Your task -
Write out everything from the line containing "Highlight red mooring" down to the final line, both included. Shift each bounding-box coordinate by adding 86 to it, and leave all other text unchanged.

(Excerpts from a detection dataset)
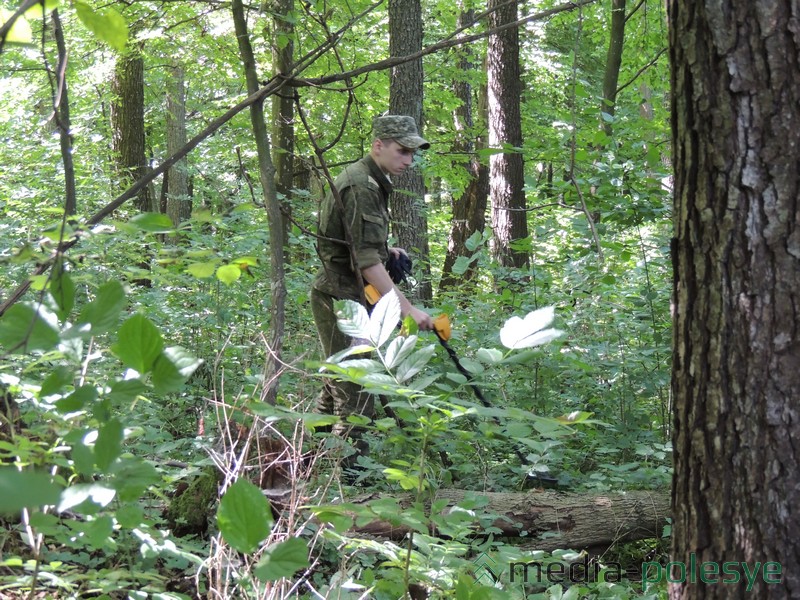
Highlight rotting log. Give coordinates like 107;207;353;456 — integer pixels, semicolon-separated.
352;489;670;552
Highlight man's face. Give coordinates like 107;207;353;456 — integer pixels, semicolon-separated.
372;140;416;175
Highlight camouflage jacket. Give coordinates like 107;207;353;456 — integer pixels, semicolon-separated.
312;156;392;300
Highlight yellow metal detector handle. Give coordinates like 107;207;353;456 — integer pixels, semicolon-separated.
433;313;452;342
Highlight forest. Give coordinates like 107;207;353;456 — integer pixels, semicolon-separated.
0;0;800;600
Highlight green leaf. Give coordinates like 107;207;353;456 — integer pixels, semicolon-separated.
186;262;217;279
56;385;97;413
111;314;164;373
112;457;161;502
94;419;124;472
50;267;75;323
385;335;419;369
396;345;436;383
369;290;400;348
334;300;369;339
153;346;203;394
127;212;175;233
39;366;75;399
106;378;147;403
73;0;127;51
217;479;272;553
217;265;242;285
73;281;125;337
0;467;61;514
0;8;33;44
0;302;60;354
475;348;503;365
255;538;309;581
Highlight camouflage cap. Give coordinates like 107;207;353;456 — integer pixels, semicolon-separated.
372;115;431;150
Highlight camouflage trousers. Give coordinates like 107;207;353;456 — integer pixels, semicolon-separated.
311;288;375;465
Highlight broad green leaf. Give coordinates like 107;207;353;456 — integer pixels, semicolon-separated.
396;345;436;383
0;302;59;354
217;265;242;285
368;290;400;348
385;335;419;369
39;366;75;399
255;538;309;581
50;267;75;323
106;378;147;403
128;210;175;233
152;346;203;394
0;467;61;514
217;479;272;553
73;0;128;51
475;348;503;365
0;8;33;44
111;457;161;502
78;281;125;335
111;314;164;373
334;300;369;339
56;385;97;413
186;262;217;279
94;419;124;472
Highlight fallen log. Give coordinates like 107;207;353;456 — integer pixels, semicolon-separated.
351;489;670;552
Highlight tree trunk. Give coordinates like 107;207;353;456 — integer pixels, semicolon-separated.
488;0;528;268
51;10;78;215
164;63;192;227
111;46;157;211
439;10;489;291
389;0;433;302
668;0;800;600
231;0;286;404
271;0;294;261
600;0;625;136
354;490;670;551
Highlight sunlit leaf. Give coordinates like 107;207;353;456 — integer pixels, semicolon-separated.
368;290;400;348
111;314;164;373
186;262;217;279
73;281;125;335
0;467;61;514
0;302;59;354
94;419;124;472
217;265;242;285
127;211;175;233
73;0;128;51
500;306;564;350
153;346;203;394
0;8;33;44
334;300;369;339
217;479;272;553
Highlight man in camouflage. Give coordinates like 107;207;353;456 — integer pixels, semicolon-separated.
311;115;433;466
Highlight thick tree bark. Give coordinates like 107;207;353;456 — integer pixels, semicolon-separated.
439;10;489;291
389;0;433;302
164;62;192;227
669;0;800;600
355;490;670;551
488;0;528;268
600;0;626;136
231;0;286;404
111;46;157;211
271;0;295;255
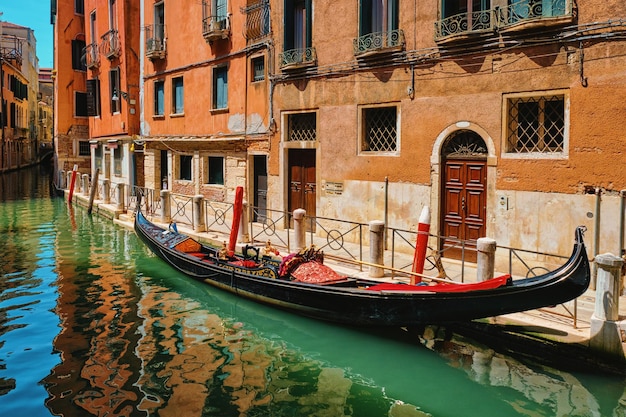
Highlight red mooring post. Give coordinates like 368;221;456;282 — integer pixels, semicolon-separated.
411;206;430;284
228;187;243;256
67;165;78;203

Exercise output -
Highlight red mooring post. Give coordinates like 368;221;456;282 — integer pixels, semicolon-separated.
497;292;516;370
314;273;329;342
153;251;164;289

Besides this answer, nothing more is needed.